**What to do**
Transcribe the dated news notes below, from "8.7 Trump leaving" to "shooting in Dayton.".

-------- Extract to read --------

8.7 Trump in El Paso: “We had an amazing day. As you know, we left Ohio. The love, the respect for the office of the presidency.”
8.7 Trump leaving for Dayton, per The Washington Post: “There is a great appetite, and I mean a very strong appetite, for background checks,” he said. But Trump said there is “no political appetite” for banning assault-style weapons, despite public polling that indicates otherwise. Trump also denied that his rhetoric had anything to do with the El Paso shootings. “I think my rhetoric brings people together,” Trump said. He said he was concerned about “the rise of any group of hate … whether it’s white supremacy, any type of supremacy, antifa.”
8.7 Albany
8.7 Last month 75 bison escaped from a Schoharie County bison ranch. 64 remain at large
8.6 Toni Morrison dies at 88
8.3 After 20 people were killed by a racist mass murdered in El Paso, nine were killed in a second shooting in Dayton.
8.2 Albany
8.2 The Wall Street Journal: “Median household income in the U.S. was $61,372 at the end of 2017, according to the Census Bureau. When inflation is taken into account, that is just above the 1999 level. Over a longer stretch — the three decades through 2017 — incomes are up 14% in inflation-adjusted terms.” “Average housing prices, however, swelled 290% over those three decades in inflation-adjusted terms, according to an analysis by Adam Levitin, a Georgetown Law professor.” “Average tuition at public four-year colleges went up 311%, adjusted for inflation, by his calculation. And average per capita personal health-care expenditures rose about 51% in real terms over a slightly shorter period, 1990 to 2017.”

-------- Given information --------

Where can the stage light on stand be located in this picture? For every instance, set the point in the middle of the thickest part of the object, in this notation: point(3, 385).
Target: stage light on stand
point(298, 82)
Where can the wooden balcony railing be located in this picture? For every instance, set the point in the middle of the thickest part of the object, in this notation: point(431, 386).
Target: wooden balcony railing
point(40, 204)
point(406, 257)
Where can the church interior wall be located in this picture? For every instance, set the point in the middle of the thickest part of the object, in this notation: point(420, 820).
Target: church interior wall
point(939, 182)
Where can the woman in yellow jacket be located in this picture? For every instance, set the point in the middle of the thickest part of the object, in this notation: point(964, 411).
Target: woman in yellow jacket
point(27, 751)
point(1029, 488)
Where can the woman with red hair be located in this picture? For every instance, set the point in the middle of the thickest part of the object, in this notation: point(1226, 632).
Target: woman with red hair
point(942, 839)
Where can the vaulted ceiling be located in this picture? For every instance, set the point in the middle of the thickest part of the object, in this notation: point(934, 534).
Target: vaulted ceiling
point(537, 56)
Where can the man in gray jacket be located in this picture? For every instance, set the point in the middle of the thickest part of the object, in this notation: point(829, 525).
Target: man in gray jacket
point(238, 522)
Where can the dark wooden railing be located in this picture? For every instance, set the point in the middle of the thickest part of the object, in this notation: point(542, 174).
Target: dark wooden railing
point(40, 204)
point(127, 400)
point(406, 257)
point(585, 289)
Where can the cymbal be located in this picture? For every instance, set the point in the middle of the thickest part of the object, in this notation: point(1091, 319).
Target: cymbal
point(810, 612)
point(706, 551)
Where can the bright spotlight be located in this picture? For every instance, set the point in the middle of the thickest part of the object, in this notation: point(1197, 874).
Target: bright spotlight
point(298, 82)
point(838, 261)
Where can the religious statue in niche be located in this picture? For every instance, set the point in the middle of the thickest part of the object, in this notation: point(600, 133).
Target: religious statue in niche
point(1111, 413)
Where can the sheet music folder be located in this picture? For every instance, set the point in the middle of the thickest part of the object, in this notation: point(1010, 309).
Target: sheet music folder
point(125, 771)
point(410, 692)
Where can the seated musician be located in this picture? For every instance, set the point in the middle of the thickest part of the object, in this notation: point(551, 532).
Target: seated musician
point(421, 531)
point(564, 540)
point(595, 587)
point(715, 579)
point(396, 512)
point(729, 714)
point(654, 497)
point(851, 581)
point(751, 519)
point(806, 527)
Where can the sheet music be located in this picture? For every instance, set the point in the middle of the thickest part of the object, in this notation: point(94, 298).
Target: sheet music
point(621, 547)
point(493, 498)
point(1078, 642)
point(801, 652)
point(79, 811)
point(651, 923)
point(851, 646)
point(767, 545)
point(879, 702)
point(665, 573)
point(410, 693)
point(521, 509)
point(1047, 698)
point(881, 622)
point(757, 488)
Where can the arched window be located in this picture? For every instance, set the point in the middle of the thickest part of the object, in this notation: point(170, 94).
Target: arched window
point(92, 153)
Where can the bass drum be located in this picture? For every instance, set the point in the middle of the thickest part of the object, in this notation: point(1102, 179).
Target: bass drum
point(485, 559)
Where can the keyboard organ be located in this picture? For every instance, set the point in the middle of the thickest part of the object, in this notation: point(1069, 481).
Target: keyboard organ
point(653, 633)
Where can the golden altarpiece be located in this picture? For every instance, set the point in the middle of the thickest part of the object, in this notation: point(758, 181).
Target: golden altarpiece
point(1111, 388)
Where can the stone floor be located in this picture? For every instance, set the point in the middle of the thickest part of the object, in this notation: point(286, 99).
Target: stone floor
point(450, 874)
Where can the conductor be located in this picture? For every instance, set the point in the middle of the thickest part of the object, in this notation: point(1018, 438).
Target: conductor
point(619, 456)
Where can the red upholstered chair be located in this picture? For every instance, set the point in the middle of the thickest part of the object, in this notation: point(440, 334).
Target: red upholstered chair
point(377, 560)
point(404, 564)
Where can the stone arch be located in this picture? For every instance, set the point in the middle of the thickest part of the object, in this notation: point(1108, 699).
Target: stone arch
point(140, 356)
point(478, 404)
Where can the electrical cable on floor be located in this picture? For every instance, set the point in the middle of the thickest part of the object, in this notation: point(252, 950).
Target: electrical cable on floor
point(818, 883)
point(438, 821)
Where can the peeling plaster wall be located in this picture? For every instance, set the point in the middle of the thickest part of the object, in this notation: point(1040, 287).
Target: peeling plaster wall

--------

**Response box**
8.7 Trump leaving for Dayton, per The Washington Post: “There is a great appetite, and I mean a very strong appetite, for background checks,” he said. But Trump said there is “no political appetite” for banning assault-style weapons, despite public polling that indicates otherwise. Trump also denied that his rhetoric had anything to do with the El Paso shootings. “I think my rhetoric brings people together,” Trump said. He said he was concerned about “the rise of any group of hate … whether it’s white supremacy, any type of supremacy, antifa.”
8.7 Albany
8.7 Last month 75 bison escaped from a Schoharie County bison ranch. 64 remain at large
8.6 Toni Morrison dies at 88
8.3 After 20 people were killed by a racist mass murdered in El Paso, nine were killed in a second shooting in Dayton.